_Exercise task_: Please set out the records below, from the line with "Annotate the girl's brown" to the line with "<point>249,198</point>", both included, as a two-column CSV headed text and answer, one row per record. Quote each field and replace any line breaks with spaces.

_Given data_:
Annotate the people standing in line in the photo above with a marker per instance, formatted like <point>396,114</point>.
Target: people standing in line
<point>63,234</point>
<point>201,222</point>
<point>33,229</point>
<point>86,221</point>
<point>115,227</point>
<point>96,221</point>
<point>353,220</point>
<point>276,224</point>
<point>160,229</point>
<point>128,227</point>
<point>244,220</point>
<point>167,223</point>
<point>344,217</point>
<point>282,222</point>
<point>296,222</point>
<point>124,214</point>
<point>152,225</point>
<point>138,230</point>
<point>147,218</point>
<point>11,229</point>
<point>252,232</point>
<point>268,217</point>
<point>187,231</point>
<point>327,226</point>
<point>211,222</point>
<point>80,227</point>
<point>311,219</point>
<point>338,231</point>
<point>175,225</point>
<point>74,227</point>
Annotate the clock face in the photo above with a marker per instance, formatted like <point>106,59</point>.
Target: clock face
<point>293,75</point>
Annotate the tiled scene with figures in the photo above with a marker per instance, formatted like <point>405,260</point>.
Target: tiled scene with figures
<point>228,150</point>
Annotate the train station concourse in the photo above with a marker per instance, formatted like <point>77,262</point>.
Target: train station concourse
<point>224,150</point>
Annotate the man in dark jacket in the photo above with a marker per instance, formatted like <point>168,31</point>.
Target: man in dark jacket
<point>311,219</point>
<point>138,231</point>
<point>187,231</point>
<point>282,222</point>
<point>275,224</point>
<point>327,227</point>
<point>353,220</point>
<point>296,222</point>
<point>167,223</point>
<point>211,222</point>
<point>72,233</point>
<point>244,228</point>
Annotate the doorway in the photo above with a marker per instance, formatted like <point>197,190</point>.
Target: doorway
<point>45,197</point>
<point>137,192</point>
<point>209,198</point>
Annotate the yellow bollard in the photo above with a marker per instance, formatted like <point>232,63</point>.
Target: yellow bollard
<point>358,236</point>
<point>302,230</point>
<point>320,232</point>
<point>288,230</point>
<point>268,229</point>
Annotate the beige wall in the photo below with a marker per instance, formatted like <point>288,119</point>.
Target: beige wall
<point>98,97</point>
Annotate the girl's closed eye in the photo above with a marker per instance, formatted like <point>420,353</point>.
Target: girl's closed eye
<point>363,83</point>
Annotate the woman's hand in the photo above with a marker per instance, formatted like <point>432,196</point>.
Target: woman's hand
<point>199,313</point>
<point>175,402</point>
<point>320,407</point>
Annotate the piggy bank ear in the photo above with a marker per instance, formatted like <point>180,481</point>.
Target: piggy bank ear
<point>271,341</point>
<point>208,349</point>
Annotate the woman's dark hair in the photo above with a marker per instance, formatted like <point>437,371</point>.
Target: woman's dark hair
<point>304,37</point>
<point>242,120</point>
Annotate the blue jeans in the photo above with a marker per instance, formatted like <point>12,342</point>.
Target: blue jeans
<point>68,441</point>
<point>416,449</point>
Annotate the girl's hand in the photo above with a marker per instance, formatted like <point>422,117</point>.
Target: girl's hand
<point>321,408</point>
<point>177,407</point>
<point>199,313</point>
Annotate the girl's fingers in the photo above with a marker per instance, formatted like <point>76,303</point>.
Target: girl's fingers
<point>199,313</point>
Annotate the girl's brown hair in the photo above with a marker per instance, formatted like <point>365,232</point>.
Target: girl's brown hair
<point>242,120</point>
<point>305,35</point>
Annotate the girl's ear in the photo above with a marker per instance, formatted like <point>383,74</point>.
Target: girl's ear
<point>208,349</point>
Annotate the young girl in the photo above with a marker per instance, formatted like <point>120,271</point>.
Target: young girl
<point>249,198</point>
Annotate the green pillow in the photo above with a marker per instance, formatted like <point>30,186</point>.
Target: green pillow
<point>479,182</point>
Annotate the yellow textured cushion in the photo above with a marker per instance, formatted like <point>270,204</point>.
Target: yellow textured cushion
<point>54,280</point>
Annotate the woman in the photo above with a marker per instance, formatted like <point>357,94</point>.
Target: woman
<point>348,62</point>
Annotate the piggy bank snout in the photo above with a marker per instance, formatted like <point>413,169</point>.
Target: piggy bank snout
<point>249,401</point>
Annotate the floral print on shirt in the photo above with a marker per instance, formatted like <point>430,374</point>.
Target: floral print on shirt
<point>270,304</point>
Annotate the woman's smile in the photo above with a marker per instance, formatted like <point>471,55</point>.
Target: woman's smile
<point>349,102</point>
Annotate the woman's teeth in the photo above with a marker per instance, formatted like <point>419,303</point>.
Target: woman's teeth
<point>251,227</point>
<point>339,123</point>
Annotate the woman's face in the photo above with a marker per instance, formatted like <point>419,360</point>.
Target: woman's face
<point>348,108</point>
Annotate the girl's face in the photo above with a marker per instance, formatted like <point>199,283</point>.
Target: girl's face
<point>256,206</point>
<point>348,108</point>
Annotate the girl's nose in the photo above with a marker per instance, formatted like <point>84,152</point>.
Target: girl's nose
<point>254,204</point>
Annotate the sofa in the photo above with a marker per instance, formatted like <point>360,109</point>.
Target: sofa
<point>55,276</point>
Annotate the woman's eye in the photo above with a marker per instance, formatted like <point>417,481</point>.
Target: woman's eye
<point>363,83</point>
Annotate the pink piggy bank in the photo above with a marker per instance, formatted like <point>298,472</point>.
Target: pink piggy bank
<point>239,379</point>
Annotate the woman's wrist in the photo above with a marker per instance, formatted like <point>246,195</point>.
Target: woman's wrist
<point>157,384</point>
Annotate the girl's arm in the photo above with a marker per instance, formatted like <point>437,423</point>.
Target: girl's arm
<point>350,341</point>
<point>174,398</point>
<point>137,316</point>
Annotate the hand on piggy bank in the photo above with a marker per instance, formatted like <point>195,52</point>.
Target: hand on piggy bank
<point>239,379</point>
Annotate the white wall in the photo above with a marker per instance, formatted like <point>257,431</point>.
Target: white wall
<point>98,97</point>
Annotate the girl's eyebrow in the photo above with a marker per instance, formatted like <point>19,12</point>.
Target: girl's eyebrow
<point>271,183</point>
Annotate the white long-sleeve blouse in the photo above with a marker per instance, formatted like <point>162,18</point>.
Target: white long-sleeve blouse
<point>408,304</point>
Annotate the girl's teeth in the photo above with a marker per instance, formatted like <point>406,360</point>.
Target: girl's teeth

_Answer in full_:
text,answer
"Annotate the girl's brown hair in the photo above with a marker per instance, formatted like <point>365,232</point>. Target: girl's brown hair","<point>242,120</point> <point>305,35</point>"
"Annotate the girl's ear in the photo above with a marker per instance, formatted like <point>383,74</point>. Target: girl's ear","<point>208,349</point>"
"Annotate the young girl in the photo above with a marker per instance, formatted like <point>120,271</point>. Target: young girl","<point>249,198</point>"